* Set exercise
Reproduce the records word for word, starting at the line that contains "Return one point for each instance of the church" and ending with the final line of the records, leaving the pictures out.

* Entries supplied
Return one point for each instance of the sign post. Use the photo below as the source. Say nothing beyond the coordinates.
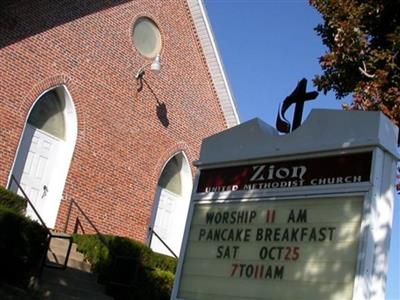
(302, 216)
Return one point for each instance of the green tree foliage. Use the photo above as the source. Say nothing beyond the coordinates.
(363, 41)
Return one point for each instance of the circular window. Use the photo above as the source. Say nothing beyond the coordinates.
(147, 37)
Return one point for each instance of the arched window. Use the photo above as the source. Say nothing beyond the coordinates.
(47, 114)
(172, 204)
(170, 178)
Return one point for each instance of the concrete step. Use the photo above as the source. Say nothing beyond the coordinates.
(56, 292)
(71, 277)
(54, 252)
(74, 263)
(61, 243)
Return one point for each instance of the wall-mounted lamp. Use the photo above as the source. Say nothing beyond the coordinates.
(155, 66)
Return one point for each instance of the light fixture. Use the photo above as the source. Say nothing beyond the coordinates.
(155, 66)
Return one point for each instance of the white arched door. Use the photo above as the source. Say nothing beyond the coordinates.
(45, 152)
(172, 202)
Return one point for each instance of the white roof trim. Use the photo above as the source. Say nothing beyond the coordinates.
(214, 62)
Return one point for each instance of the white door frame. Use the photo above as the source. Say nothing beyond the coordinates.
(187, 185)
(61, 169)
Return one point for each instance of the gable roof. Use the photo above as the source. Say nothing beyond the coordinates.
(214, 62)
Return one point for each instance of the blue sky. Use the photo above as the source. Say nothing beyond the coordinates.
(267, 46)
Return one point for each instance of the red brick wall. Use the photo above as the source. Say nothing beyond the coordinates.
(121, 145)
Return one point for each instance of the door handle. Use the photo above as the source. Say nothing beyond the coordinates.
(45, 190)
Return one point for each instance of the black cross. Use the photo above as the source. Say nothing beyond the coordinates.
(297, 97)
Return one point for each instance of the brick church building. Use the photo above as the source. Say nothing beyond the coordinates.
(85, 116)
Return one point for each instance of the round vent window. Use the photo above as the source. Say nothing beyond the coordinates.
(147, 37)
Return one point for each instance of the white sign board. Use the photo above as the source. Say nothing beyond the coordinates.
(305, 216)
(287, 249)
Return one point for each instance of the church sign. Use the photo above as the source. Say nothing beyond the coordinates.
(309, 223)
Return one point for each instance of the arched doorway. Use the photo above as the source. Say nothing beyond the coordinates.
(45, 152)
(172, 204)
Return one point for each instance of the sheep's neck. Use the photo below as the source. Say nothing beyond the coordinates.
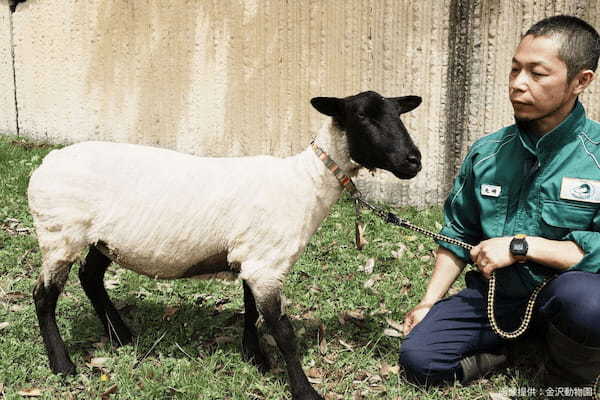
(333, 141)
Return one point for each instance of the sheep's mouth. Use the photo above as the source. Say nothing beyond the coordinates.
(405, 173)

* Result for this task
Return one point for each instance of the church sign. Use the photo above as the source. Say nothing beyond the coordinates.
(309, 223)
Return one point for each instance of the arched doorway. Use the photo above as the source. Say nothing beyond the coordinates.
(45, 152)
(172, 204)
Return one point for each instance of the sheep's neck. Use the photo below as the source. Say nothing beyond the coordinates.
(333, 141)
Return one point for each instance of the sheep's mouth. Use the photo above as the source. Say nothing beyond the coordinates.
(405, 173)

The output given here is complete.